→ **What you will do**
Each line of the material must be returned exactly.

→ **Data extract**
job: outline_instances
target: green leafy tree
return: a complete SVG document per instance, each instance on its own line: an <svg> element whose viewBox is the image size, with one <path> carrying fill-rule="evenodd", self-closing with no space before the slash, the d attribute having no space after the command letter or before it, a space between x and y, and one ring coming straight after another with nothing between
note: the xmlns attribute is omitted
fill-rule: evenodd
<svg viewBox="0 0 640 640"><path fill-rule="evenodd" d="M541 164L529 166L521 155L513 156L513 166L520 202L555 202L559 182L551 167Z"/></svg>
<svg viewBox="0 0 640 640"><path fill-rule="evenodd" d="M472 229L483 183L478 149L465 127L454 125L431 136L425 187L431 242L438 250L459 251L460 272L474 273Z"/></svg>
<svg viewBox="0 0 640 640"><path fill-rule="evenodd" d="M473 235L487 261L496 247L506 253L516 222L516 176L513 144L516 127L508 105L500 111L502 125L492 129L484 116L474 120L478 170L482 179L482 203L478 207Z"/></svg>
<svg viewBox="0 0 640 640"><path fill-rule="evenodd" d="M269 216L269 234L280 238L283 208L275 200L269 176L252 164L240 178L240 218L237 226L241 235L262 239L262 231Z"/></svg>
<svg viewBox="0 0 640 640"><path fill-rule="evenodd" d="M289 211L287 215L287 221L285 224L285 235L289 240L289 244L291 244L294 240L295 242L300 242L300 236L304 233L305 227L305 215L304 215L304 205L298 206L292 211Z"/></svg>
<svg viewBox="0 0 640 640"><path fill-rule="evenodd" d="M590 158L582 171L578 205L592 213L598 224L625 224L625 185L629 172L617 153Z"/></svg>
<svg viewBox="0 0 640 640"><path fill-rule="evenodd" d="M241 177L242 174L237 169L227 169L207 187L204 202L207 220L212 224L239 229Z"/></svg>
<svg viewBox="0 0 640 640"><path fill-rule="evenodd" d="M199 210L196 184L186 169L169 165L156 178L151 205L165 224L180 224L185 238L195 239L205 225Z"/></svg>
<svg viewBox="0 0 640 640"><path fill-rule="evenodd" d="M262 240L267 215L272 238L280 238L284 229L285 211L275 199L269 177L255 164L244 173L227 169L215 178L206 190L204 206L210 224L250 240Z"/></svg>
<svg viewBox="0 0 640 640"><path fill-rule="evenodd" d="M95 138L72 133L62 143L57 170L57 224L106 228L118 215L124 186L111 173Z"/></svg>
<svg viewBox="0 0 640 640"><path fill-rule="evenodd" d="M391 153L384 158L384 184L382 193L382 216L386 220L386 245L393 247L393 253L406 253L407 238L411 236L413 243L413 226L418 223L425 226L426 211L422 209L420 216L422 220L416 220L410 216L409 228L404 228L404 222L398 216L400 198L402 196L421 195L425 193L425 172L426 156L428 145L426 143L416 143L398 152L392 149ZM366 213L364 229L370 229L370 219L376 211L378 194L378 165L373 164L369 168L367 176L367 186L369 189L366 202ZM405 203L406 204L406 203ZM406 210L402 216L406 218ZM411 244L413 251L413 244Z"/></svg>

→ **Full answer**
job: outline_instances
target: green leafy tree
return: a complete SVG document per instance, each instance on its own line: an <svg> element whose viewBox is the image size, with one <path> carrying fill-rule="evenodd", self-closing with no space before the slash, the d attribute having no space after the command letter or before it, a space between x and y, and one ring coming straight after another with nothing between
note: the xmlns attribute is omitted
fill-rule: evenodd
<svg viewBox="0 0 640 640"><path fill-rule="evenodd" d="M541 164L529 166L521 155L513 156L513 166L520 202L555 202L559 182L551 167Z"/></svg>
<svg viewBox="0 0 640 640"><path fill-rule="evenodd" d="M472 229L483 183L478 149L465 127L454 125L431 136L425 187L431 242L438 250L459 251L460 272L474 273Z"/></svg>
<svg viewBox="0 0 640 640"><path fill-rule="evenodd" d="M473 235L487 261L496 247L506 253L516 222L516 176L513 144L516 127L508 105L500 111L502 125L492 129L484 116L474 120L478 170L482 179L482 203L478 207Z"/></svg>
<svg viewBox="0 0 640 640"><path fill-rule="evenodd" d="M269 216L269 234L280 238L283 208L275 200L269 176L252 164L240 178L240 218L237 226L241 235L262 239L262 231Z"/></svg>
<svg viewBox="0 0 640 640"><path fill-rule="evenodd" d="M289 211L287 215L287 221L285 224L285 235L289 240L289 244L291 244L294 240L295 242L300 242L300 236L304 233L305 227L305 215L304 215L304 205L298 206L292 211Z"/></svg>
<svg viewBox="0 0 640 640"><path fill-rule="evenodd" d="M590 158L582 171L578 205L592 213L598 224L625 224L625 185L629 172L617 153Z"/></svg>
<svg viewBox="0 0 640 640"><path fill-rule="evenodd" d="M241 177L242 174L237 169L227 169L207 187L204 202L207 220L212 224L239 229Z"/></svg>
<svg viewBox="0 0 640 640"><path fill-rule="evenodd" d="M199 210L196 184L186 169L169 165L156 178L151 205L165 224L180 224L185 238L195 239L205 225Z"/></svg>
<svg viewBox="0 0 640 640"><path fill-rule="evenodd" d="M262 240L267 215L272 238L280 238L284 229L285 211L275 199L269 177L255 164L244 173L227 169L215 178L206 190L204 206L210 224L250 240Z"/></svg>
<svg viewBox="0 0 640 640"><path fill-rule="evenodd" d="M95 138L72 133L62 143L57 170L57 224L106 228L118 215L124 186L111 173Z"/></svg>
<svg viewBox="0 0 640 640"><path fill-rule="evenodd" d="M391 153L384 158L384 184L382 193L382 216L386 220L386 245L393 247L393 253L406 253L407 238L411 236L413 243L413 226L418 223L425 226L426 211L422 209L420 216L422 220L416 220L410 216L409 228L404 228L404 222L398 216L400 198L402 196L421 195L425 193L425 172L426 156L428 145L426 143L416 143L398 152L392 149ZM366 213L364 229L370 229L370 219L376 211L378 194L378 165L373 164L369 168L367 176L367 186L369 189L366 202ZM405 203L406 204L406 203ZM406 210L402 216L406 218ZM411 244L413 251L413 244Z"/></svg>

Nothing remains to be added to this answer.